Stefan Witysław Kopeć (/pl/; January 22, 1888 – March 11, 1941) was a Polish biologist and pioneer of insect endocrinology. He discovered the role of the insect brain in the production of prothoracicotropic hormone (PTTH). Kopeć was director at Puławy Agricultural Research Station. Along with his son, he was executed by the Germans during World War II.

==Biography==
Stefan Kopeć was born in Warsaw, son of physician Stanisław and Ksawery née Lilpop. He studied at the 5th government gymnasium and graduated in 1906. He received a doctor of philosophy from the Jagiellonian University in Kraków. He received his PhD there in 1912 with a thesis titled Untersuchungen über Kastration und Transplantation bei Schmetterlingen, and worked for two years as an assistant to Tadeusz Garbowski. In 1914 he worked with František Vejdovský in Prague on the role of the swim bladder in fish. He worked at Puławy Agricultural Research Station in Poland between 1915 becoming its head in 1918 and working there until 1920. He also worked on embryology with Emil Godlewski Jr. In 1929, he was made director of the institute. He became the director of the Pulawy station in 1929. In 1927 he went on Rockefeller Foundation scholarship to Edinburgh to work with Francis Albert Eley Crew and at Cambridge with John Hammond. Between 1908 and 1927, Kopeć published at least 17 papers, in Polish, English and German, on insect endocrinology in various professional journals. Kopeć began his studies of the moulting of insects with Lymantria dispar from specimens caught in the wild. His subsequent scientific activities helped determine the role of the insect brain in hormone production. He was the earliest researcher to understand the importance of the insect brain, as is demonstrated by his statement in a 1917 paper: "For the normal process of metamorphosis the presence of the brain, at least up to a certain moment, is indispensable..."

Kopeć's most significant contribution was his study of neurosecretory cells in the brains of insects which secrete a crucial growth hormone, prothoracicotropic hormone (PTTH), which regulates the process of metamorphosis (ecdysteroidogenesis). He observed that nervous tissue could behave like an endocrine gland. This discovery stimulated further scientific research leading to the establishment of the field of science known as neuroendocrinology.

**DATASET RECORDS**

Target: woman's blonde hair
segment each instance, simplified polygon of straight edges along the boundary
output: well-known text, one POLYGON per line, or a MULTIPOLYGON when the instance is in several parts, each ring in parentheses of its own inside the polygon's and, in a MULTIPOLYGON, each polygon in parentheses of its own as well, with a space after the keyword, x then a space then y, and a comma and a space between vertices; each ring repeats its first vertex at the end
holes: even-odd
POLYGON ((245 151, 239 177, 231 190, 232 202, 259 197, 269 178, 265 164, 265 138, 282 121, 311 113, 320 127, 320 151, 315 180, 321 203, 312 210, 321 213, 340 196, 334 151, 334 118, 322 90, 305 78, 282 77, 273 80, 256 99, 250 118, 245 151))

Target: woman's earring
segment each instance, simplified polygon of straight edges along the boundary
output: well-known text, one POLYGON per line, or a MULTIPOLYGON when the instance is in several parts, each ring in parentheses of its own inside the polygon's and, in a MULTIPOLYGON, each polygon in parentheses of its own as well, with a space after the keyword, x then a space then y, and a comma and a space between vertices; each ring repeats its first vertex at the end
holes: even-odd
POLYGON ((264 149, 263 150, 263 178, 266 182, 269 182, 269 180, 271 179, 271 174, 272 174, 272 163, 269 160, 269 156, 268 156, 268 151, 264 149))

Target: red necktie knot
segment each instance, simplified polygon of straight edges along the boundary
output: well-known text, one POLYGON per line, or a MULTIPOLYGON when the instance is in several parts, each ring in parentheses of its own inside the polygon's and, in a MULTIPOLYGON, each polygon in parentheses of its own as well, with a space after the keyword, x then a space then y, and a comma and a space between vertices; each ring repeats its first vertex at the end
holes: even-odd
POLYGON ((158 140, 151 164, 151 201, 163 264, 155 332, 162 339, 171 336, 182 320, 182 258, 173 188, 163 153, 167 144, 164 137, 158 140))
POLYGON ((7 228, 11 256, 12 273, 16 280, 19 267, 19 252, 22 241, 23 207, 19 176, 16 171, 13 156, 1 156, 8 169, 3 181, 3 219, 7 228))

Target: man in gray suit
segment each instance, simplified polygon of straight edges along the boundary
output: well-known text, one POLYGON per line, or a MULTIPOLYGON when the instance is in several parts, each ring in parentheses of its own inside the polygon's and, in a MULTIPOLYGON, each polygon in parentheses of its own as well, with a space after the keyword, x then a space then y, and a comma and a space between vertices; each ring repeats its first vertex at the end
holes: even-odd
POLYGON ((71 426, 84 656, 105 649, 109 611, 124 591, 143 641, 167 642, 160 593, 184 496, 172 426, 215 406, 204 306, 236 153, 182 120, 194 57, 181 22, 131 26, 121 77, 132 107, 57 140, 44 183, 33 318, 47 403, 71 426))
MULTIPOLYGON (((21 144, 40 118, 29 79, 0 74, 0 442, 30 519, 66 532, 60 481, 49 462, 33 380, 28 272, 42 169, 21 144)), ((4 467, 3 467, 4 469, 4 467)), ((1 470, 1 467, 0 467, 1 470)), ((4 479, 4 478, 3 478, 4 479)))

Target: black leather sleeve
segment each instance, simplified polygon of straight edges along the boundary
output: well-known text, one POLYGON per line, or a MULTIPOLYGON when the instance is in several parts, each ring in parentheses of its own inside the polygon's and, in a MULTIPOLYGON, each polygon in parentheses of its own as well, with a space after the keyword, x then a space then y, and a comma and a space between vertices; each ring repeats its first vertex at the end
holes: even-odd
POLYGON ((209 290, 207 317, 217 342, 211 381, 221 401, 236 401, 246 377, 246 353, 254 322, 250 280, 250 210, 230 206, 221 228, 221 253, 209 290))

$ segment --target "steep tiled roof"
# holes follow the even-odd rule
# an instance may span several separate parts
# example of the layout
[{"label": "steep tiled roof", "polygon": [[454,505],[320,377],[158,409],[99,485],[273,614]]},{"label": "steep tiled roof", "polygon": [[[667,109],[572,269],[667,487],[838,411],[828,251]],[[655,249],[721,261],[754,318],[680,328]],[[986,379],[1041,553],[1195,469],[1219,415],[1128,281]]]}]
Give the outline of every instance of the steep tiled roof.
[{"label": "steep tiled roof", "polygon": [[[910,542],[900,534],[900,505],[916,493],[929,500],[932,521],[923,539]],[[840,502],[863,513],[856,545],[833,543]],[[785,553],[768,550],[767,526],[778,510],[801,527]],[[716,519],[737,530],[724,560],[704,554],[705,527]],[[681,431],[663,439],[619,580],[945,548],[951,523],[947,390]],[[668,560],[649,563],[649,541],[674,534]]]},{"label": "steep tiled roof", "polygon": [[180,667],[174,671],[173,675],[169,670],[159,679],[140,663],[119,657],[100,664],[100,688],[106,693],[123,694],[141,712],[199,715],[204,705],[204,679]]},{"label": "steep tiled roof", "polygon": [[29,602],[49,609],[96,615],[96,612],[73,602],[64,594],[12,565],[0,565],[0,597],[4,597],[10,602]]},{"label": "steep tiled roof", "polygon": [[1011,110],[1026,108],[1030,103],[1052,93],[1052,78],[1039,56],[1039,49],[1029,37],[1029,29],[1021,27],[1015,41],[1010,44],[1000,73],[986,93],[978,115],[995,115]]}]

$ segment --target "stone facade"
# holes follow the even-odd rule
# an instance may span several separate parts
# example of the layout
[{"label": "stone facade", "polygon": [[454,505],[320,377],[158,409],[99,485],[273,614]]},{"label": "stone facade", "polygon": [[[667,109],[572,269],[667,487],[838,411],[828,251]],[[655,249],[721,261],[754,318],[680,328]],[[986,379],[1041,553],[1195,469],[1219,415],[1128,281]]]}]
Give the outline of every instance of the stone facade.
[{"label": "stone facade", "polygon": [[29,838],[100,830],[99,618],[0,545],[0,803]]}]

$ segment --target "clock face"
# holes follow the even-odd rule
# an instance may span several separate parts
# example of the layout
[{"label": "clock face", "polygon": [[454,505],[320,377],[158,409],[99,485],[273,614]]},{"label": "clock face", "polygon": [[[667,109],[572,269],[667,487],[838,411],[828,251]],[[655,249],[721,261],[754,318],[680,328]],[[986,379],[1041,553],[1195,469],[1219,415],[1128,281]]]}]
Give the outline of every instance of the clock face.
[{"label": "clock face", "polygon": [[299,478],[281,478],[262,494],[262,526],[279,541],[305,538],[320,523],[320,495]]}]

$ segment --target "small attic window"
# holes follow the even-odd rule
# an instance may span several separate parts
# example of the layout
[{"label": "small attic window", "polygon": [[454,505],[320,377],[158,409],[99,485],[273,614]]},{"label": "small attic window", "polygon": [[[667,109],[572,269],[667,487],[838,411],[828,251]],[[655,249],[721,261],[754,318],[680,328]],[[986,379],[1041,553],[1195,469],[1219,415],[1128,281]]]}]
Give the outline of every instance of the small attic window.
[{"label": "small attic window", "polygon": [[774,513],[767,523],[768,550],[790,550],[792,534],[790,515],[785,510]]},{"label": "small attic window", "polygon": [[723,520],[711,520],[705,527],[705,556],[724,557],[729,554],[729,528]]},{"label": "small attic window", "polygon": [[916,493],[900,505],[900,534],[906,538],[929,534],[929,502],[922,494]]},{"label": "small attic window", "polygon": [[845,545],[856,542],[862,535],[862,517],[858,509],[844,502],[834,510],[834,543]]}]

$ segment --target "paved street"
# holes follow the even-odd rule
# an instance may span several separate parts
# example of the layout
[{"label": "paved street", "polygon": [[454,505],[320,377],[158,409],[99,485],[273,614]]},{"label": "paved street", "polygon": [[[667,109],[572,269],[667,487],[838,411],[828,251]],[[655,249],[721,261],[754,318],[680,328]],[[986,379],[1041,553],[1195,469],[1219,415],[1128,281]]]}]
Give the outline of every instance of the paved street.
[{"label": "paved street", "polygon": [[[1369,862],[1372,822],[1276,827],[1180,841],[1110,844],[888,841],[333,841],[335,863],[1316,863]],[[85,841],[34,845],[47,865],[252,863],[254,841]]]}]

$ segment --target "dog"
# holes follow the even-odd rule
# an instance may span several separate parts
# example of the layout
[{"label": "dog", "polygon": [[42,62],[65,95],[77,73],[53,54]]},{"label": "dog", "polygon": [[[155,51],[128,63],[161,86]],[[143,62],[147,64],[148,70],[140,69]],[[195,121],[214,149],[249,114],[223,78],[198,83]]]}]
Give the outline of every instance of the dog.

**WORK TO COMPLETE**
(a) Please list every person the Stefan Kopeć text says he worked with or assisted.
(b) Pick up the Stefan Kopeć text after its final sentence and write the next part.

**ANSWER LIST**
(a) Tadeusz Garbowski, František Vejdovský, Emil Godlewski Jr., Francis Albert Eley Crew, John Hammond

(b)
Kopeć's work was cut short due to his arrest by the Gestapo in 1940 together with his daughter Maria and son Stanisław in an operation against a Polish Underground State-run secret university. He was imprisoned at the Pawiak prison in Warsaw and executed by the Germans in 1941 at Palmiry, near Warsaw, together with his son and several others, as a reprisal for the killing of Igo Sym, an action of the Polish resistance, as a part of the German AB-Aktion in Poland. The University of Wrocław named its annual International Conference on Arthropods the Stefan Kopeć Memorial Conference in Kopeć's honor.

==Bibliography==
- Kopeć, Stefan (1922). "Mutual relationship in the development of the brain and eyes of lepidoptera"
- Kopeć, Stefan (1924). "On the Heterogeneous Influence of Starvation of Male and of Female Insects on Their Offspring"
- Kopeć, Stefan (1923). "The influence of the nervous system on the development and regeneration of muscles and integument in insects"
- Kopeć, Stefan (1922). "Studies on the Necessity of the Brain for the Inception of Insect Metamorphosis"
- Kopeć, Stefan (1923). "On the offspring of rabbit-does mated with two sires simultaneously"
- Kopeć, Stefan (1922). "Physiological self-differentiation of the wing-germs grafted on caterpillars of the opposite sex"
- Kopeć, Stefan (1926). "Is the Insect Metamorphosis Influenced by Thyroid Feeding?"
- Experiments on the dependence of the nuptial hue on the gonads in fish Biologia Generalis, 1927
- Kopeć, Stefan (1924). "Studies on the Influence of Inanition on the Development and the Duration of Life in Insects"
- Kopeć, Stefan (1930). "The effect of yolk injections on the plumage of an ovariotomised brown leghornn hen"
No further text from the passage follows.